--- begin Dataset extract ---

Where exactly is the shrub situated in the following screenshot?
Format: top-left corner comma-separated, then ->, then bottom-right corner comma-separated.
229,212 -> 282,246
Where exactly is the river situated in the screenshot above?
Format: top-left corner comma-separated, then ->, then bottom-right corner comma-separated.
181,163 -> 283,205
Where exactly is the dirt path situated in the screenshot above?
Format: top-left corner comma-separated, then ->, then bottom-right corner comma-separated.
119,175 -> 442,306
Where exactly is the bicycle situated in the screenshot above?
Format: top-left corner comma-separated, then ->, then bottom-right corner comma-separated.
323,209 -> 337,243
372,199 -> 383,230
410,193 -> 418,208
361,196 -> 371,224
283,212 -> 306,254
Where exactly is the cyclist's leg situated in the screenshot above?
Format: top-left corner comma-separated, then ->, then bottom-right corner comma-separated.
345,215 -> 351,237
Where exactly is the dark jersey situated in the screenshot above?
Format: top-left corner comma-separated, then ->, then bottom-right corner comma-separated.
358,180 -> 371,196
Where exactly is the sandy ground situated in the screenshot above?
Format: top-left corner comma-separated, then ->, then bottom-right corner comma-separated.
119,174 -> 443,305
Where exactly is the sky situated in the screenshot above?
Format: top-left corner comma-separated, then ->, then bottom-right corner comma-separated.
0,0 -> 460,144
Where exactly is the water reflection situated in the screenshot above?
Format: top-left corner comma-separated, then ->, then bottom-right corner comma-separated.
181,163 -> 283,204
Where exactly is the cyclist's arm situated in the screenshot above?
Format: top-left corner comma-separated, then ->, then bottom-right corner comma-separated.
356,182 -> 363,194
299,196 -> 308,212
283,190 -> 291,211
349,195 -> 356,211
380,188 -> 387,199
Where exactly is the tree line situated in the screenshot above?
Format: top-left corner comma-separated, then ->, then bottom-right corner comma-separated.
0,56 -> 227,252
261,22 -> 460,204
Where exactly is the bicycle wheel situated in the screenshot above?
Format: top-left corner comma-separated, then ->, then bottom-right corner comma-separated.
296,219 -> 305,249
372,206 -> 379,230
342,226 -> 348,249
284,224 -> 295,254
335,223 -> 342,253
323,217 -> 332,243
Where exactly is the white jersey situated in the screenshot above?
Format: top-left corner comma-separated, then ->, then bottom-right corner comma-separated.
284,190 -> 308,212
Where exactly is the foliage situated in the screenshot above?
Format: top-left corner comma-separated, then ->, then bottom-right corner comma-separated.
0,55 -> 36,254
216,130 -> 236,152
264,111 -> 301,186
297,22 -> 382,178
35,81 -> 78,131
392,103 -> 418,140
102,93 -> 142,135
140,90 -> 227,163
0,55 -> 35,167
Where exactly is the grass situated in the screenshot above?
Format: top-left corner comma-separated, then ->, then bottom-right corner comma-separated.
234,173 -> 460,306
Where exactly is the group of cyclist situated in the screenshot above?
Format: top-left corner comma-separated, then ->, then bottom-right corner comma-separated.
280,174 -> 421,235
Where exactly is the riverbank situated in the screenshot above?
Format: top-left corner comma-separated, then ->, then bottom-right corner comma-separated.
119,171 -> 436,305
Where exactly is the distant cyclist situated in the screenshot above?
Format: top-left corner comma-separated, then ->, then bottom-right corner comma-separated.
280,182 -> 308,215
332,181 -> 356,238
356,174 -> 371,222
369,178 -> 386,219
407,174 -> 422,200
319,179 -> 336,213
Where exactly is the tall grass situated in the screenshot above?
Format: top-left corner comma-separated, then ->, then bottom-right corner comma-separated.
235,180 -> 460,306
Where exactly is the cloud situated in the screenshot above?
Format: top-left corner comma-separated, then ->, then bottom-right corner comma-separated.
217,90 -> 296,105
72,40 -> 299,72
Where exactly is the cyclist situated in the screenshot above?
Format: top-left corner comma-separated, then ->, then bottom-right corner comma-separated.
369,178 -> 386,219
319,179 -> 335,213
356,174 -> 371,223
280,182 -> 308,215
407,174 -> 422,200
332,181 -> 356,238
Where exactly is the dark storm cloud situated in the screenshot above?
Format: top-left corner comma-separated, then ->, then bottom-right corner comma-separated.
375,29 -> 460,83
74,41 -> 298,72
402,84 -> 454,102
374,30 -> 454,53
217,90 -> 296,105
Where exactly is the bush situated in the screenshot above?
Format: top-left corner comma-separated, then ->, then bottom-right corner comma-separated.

--- end Dataset extract ---

Objective
Everything from the line that contains "Where exactly is the cloud" through the end of the records must be duplicated exactly, and nothing outside that range.

Task output
Where exactly is the cloud situated in the screenshot above?
Format: top-left corner comma-separated, then ->, then bottom-right corner comma-separated.
217,90 -> 296,105
72,40 -> 299,72
Where exactly is the cyclist situated in the screenshot above?
Format: top-left corner comma-separated, then ->, then bottom-right corner comma-separated.
369,178 -> 386,219
319,179 -> 335,213
356,174 -> 371,223
280,182 -> 308,215
407,174 -> 422,200
332,181 -> 356,238
Where exactly is the dark storm cloud situated in the screenshot above?
Format: top-left corner comma-separated, then ->, then bottom-right corner comma-separated.
375,29 -> 460,83
74,41 -> 298,72
402,84 -> 454,102
374,30 -> 454,53
217,90 -> 296,105
Where exactly is the bush situated in the screenshot above?
Format: top-left corner comma-separated, then ->, then bottom-right corner comma-separated.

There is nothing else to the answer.